This method is similar to cudaFlowCapturer::transform but operates on an existing task.

template<typename I, typename T, typename C>
cudaTask tf::cudaFlowCapturer::reduce(I first, I last, T* result, C op)

captures kernels that perform parallel reduction over a range of items

Template parameters
I input iterator type
T value type
C binary operator type
Parameters
first iterator to the beginning
last iterator to the end
result pointer to the result with an initialized value
op binary reduction operator
Returns a tf::cudaTask handle

This method is equivalent to the parallel execution of the following loop on a GPU:

while (first != last) {
  *result = op(*result, *first++);
}

template<typename I, typename T, typename C>
void tf::cudaFlowCapturer::reduce(cudaTask task, I first, I last, T* result, C op)

updates a capture task to a reduction task

This method is similar to cudaFlowCapturer::reduce but operates on an existing task.

template<typename I, typename T, typename C>
cudaTask tf::cudaFlowCapturer::uninitialized_reduce(I first, I last, T* result, C op)

similar to tf::cudaFlowCapturer::reduce but does not assume any initial value to reduce

This method is equivalent to the parallel execution of the following loop on a GPU:

*result = *first++;  // initial value does not involve in the loop
while (first != last) {
  *result = op(*result, *first++);
}

template<typename I, typename T, typename C>
void tf::cudaFlowCapturer::uninitialized_reduce(cudaTask task, I first, I last, T* result, C op)

updates a capture task to an uninitialized-reduction task

This method is similar to cudaFlowCapturer::uninitialized_reduce but operates on an existing task.

REQUEST A: Pull out every line of the entries below that contains the string "player".

EXCERPTED DATA:
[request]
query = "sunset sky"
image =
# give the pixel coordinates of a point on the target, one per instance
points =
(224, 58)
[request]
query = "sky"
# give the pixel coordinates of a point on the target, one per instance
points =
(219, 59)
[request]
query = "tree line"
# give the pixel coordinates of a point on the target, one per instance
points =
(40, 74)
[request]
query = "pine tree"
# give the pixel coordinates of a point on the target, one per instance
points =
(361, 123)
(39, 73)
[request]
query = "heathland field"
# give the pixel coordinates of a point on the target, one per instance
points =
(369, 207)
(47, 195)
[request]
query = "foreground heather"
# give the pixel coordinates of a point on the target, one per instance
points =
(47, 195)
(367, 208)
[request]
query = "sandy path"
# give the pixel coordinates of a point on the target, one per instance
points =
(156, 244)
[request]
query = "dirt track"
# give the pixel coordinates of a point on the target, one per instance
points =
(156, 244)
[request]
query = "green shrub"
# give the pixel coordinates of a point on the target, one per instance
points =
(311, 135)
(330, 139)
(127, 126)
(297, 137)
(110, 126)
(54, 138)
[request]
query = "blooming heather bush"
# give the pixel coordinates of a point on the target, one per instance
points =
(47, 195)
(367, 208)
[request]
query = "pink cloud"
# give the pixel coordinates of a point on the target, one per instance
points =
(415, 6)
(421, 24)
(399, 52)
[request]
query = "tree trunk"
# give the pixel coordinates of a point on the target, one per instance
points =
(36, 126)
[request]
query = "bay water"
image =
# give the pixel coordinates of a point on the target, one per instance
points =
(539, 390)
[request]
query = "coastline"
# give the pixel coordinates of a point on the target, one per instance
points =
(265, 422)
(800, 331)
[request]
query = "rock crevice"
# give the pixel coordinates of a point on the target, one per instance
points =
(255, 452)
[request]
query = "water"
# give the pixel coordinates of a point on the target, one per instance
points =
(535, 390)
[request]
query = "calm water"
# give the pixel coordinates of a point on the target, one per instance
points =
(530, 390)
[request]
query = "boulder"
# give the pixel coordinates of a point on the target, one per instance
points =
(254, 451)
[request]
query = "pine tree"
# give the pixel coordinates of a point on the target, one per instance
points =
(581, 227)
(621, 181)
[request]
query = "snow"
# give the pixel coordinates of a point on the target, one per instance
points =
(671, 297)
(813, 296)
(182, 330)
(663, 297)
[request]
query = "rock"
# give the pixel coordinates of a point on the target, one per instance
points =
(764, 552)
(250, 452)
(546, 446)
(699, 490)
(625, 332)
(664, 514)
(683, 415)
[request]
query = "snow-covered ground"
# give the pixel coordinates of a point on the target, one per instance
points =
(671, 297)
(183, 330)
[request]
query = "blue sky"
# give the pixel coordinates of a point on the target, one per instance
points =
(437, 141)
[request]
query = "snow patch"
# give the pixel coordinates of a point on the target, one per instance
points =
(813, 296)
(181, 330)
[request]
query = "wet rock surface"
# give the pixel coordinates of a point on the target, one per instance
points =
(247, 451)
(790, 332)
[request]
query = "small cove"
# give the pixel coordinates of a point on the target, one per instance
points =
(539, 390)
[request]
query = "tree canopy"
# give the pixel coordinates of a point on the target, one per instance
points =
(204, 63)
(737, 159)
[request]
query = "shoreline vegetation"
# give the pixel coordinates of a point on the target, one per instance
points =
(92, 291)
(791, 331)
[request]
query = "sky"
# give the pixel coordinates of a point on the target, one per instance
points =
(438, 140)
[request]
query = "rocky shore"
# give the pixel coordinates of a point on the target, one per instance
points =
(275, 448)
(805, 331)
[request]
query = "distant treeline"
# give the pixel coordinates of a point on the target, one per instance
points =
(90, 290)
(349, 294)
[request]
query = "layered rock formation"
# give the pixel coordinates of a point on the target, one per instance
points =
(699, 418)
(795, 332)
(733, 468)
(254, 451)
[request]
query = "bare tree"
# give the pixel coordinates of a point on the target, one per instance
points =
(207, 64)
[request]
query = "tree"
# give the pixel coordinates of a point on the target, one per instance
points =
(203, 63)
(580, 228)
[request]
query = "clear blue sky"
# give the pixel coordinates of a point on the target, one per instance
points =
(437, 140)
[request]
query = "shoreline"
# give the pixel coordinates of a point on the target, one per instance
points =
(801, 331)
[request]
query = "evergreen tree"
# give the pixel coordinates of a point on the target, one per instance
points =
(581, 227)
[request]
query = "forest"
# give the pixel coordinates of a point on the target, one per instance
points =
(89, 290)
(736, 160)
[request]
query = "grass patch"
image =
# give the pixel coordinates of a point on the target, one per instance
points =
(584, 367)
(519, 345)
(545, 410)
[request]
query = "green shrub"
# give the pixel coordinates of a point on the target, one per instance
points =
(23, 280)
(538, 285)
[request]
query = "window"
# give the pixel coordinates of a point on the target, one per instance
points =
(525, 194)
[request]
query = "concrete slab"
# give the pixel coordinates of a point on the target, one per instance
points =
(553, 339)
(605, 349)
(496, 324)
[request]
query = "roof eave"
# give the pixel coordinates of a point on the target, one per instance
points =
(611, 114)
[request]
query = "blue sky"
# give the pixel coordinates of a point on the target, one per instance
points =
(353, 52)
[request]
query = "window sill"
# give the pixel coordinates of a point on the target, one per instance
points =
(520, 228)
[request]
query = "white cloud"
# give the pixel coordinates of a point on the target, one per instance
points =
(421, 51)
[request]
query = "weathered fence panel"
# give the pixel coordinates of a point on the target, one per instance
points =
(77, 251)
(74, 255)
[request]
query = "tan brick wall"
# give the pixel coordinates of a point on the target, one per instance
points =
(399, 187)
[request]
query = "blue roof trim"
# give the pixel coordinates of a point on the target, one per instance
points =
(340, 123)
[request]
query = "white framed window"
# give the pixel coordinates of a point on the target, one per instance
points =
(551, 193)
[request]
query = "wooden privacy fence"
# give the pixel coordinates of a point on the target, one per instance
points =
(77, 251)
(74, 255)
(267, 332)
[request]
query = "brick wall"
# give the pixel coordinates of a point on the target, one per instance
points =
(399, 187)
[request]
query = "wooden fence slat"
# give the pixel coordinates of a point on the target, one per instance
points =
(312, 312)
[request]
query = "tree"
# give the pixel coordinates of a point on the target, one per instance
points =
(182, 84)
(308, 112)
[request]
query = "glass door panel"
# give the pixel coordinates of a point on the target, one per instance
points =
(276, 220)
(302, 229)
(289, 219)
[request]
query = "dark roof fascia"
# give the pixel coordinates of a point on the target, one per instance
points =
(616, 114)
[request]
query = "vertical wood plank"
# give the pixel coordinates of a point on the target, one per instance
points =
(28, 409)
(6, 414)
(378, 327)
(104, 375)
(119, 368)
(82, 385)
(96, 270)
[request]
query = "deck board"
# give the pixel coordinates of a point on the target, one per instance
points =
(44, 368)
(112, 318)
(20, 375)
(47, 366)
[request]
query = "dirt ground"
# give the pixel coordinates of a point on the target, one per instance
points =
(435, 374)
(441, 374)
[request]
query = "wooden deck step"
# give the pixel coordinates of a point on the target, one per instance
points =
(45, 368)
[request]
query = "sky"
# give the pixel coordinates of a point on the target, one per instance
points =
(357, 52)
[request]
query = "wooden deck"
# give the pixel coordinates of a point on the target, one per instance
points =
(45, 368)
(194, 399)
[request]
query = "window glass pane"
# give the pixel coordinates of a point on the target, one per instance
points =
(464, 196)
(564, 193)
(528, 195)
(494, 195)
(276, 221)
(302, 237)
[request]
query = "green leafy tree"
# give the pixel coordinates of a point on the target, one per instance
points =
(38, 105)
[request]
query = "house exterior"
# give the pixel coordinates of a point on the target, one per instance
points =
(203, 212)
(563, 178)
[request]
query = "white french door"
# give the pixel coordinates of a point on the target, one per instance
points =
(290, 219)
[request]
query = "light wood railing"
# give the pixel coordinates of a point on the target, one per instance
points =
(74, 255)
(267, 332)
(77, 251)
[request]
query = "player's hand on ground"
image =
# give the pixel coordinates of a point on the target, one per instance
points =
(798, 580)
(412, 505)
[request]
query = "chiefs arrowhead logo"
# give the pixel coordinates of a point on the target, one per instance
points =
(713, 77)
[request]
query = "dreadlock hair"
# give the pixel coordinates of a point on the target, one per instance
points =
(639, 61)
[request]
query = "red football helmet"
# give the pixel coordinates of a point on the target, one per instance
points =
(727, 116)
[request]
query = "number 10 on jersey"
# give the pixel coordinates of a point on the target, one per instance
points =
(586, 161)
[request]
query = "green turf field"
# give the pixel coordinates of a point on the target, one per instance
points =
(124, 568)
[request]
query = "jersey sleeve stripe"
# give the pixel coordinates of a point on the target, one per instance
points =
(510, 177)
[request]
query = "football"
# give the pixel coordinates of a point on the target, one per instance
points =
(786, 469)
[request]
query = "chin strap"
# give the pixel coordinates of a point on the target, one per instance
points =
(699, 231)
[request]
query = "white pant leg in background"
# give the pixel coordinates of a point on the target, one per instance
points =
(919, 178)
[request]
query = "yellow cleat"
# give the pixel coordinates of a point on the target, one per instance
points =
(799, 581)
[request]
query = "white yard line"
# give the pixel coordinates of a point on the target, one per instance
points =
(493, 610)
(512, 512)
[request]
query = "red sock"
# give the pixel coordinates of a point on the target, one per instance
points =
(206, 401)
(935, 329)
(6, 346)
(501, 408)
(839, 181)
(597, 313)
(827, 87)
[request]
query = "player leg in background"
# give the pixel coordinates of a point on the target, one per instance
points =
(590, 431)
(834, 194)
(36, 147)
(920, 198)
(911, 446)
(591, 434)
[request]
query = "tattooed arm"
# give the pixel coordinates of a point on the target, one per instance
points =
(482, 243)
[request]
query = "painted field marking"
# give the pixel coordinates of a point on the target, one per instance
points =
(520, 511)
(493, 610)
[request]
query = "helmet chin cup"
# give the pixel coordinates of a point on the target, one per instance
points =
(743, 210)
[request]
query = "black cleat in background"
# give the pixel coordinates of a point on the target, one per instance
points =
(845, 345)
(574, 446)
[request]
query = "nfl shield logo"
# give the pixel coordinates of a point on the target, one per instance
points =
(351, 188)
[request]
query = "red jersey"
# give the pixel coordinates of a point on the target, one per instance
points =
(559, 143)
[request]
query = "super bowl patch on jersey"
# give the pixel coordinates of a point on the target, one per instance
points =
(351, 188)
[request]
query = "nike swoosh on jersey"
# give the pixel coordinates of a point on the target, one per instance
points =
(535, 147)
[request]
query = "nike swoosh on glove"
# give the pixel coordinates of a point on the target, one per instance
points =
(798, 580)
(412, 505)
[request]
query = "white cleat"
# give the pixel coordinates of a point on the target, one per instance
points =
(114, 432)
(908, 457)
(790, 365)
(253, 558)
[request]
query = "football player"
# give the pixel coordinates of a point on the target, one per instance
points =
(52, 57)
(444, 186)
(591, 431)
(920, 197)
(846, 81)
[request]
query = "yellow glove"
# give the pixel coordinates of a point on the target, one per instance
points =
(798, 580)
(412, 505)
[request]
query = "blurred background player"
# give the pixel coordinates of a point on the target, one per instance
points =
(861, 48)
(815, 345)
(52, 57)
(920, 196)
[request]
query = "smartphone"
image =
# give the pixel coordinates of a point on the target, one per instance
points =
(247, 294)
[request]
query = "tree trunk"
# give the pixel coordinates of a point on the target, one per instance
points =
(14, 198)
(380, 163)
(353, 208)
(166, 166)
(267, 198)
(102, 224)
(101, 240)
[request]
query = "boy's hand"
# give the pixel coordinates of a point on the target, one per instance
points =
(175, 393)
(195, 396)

REQUEST B: Reproduce the passage of the cudaFlowCapturer reference that starts at the words "This method is similar to cudaFlowCapturer::transform" and stops after "tf::cudaFlowCapturer::reduce(I first, I last, T* result, C op)".

CORRECT RESULT A:
query = "player's hand on ground"
query = "player leg in background"
query = "football player"
query = "blurred background player"

CORRECT RESULT B:
This method is similar to cudaFlowCapturer::transform but operates on an existing task.

template<typename I, typename T, typename C>
cudaTask tf::cudaFlowCapturer::reduce(I first, I last, T* result, C op)